WHAT THE EXERCISE ASKS - Everything from the line holding "Can you find the chrome" through the final line of the entries below is to be duplicated exactly, and nothing outside that span.

PROVIDED MATERIAL -
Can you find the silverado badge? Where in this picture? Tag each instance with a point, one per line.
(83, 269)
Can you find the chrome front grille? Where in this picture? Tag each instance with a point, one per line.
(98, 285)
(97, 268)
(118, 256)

REPLY -
Can you find the chrome front grille? Where in this picture? Tag each instance with a point, one per line.
(98, 285)
(97, 268)
(118, 256)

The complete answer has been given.